Transcribed from History of Wyandotte County Kansas and its people ed. and comp. by Perl W. Morgan. Chicago, The Lewis publishing company, 1911. 2 v. front., illus., plates, ports., fold. map. 28 cm. [Vol. 2 contains biographical data. Paged continuously.] p. 523-524 transcribed by Courtney, student from USD 508, Baxter Springs Middle School, Baxter Springs, Kansas, on September 12, 2000.



Joseph Francis Drake

JOSEPH FRANCIS DRAKE, who is most successfully conducting a fruit farm on his finely improved estate of fifty acres, conveniently located three miles distant from Bethel, Kansas, is a citizen of prominence and influence in Wyandotte county, where he has resided for the past forty years. He was born in the Old Dominion commonwealth, in Russell county, the date of his nativity being the 10th of December, 1850. Mr. Drake traces his ancestry back to the great English naval hero, Sir Francis Drake, who was the first English commander to view the wide expanse of the Pacific ocean across the Isthmus of Panama, in 1572. Isaiah Drake, father of him to whom this sketch is dedicated, was born in the city of London, England, whence he accompanied his parents to the United States, at which time he was a child of but six years of age. Location was made by the Drake family in the commonwealth of Virginia, where the young Isaiah was reared to maturity. As a young man he became interested in the study of medicine and for a number of years was engaged in the practice of his profession in Virginia. Subsequently he removed with his family to Kentucky, where he practiced with a great deal of success during the period of the Civil war. In 1868 he came with his family to Kansas and settled at old Wyandotte, which is now Kansas City. He was summoned to the life eternal on the farm on which Joseph F. Drake now resides, his demise having occurred in 1887. His cherished and devoted wife, whose maiden name was Susan Denton and who was born in Virginia, died in 1873. Mr. and Mrs. Drake became the parents of eight children - four boys and four girls, four of whom are living at the present time, in 1911.

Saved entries

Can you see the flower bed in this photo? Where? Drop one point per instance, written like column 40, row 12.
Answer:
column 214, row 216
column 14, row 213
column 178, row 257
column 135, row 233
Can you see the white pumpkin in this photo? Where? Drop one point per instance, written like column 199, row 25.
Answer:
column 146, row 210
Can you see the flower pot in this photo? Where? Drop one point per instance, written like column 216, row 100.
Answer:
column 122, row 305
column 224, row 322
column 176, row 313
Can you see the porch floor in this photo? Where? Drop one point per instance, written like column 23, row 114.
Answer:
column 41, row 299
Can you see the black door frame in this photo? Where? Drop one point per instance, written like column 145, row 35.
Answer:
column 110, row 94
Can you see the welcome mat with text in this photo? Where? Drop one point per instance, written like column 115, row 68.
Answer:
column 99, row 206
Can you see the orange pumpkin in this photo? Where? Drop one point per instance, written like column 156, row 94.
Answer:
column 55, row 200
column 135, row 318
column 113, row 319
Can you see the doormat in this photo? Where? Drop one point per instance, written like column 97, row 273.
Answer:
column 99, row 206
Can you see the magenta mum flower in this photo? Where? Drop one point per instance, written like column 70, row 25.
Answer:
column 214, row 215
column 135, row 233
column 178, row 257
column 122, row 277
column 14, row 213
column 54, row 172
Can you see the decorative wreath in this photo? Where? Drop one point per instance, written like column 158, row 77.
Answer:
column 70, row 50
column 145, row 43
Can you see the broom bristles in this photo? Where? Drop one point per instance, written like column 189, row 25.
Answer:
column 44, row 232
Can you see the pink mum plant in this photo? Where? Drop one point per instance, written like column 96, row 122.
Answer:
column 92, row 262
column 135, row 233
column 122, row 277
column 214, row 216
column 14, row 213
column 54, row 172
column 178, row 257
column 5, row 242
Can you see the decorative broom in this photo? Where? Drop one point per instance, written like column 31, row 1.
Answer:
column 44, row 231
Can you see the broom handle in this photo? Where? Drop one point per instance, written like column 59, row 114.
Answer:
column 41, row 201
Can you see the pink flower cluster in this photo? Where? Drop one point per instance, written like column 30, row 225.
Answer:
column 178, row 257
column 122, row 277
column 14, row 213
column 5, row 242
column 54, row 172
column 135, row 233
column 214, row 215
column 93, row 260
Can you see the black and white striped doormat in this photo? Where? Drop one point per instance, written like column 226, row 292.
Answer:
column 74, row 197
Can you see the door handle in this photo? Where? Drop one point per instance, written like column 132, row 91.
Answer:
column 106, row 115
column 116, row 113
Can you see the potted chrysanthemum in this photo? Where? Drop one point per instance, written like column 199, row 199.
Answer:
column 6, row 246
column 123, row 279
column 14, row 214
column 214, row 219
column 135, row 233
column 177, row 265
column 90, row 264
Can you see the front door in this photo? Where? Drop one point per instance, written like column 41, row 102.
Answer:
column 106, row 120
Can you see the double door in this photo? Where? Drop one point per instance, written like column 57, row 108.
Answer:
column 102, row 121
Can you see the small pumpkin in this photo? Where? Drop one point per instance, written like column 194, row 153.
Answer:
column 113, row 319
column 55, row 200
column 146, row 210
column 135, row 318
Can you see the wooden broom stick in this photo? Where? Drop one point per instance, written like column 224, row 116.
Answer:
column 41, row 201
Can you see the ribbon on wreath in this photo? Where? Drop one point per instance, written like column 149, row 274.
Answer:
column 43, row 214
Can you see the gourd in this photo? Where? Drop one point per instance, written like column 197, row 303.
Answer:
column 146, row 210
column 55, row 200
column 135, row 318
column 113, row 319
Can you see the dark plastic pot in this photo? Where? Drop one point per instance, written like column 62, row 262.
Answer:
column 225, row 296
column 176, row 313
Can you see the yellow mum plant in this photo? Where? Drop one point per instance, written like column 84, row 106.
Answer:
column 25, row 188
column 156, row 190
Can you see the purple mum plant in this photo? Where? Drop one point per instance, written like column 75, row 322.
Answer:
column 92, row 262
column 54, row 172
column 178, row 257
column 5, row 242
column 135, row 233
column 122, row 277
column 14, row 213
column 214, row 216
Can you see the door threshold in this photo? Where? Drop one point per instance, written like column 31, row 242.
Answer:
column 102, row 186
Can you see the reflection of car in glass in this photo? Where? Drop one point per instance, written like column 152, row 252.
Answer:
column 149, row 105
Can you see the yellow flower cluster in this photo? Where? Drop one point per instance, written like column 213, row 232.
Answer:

### What you will do
Write the next part of the biographical sketch of Joseph Francis Drake, starting right after its final sentence. These saved entries were gathered from a separate source.

### Exercise response
In the public schools of Kentucky Joseph F. Drake received his preliminary educational training, his parents having settled in the Bluegrass state when he was a child of about ten years of age. When he had reached his eighteenth year removal was made to Wyandotte county, Kansas, and here in the following year, 1869, was solemnized his marriage. Immediately after that important event he settled on his present farm near Bethel, the same being devoted to the raising of fruit and berries. He is the owner of a tract of fifty acres of some of the finest land in the entire county, on which he makes a specialty of the following fruits: Snyder, Lawton and Merserau berries, and Gano and Jonathan apples, the market for his products being at Kansas City, Kansas. In politics he accords an unswerving allegiance to the principles and policies for which the Republican party stands sponsor and while he has never participated in political affairs he is ever ready to give of his aid and influence in support of all measures and enterprises advanced for the good of the general welfare. In a fraternal way he is affiliated with the Modern Brotherhood of America and his religious faith is in harmony with the tenets of the Methodist Episcopal church, South, in the various departments of whose work he is an active and zealous factor.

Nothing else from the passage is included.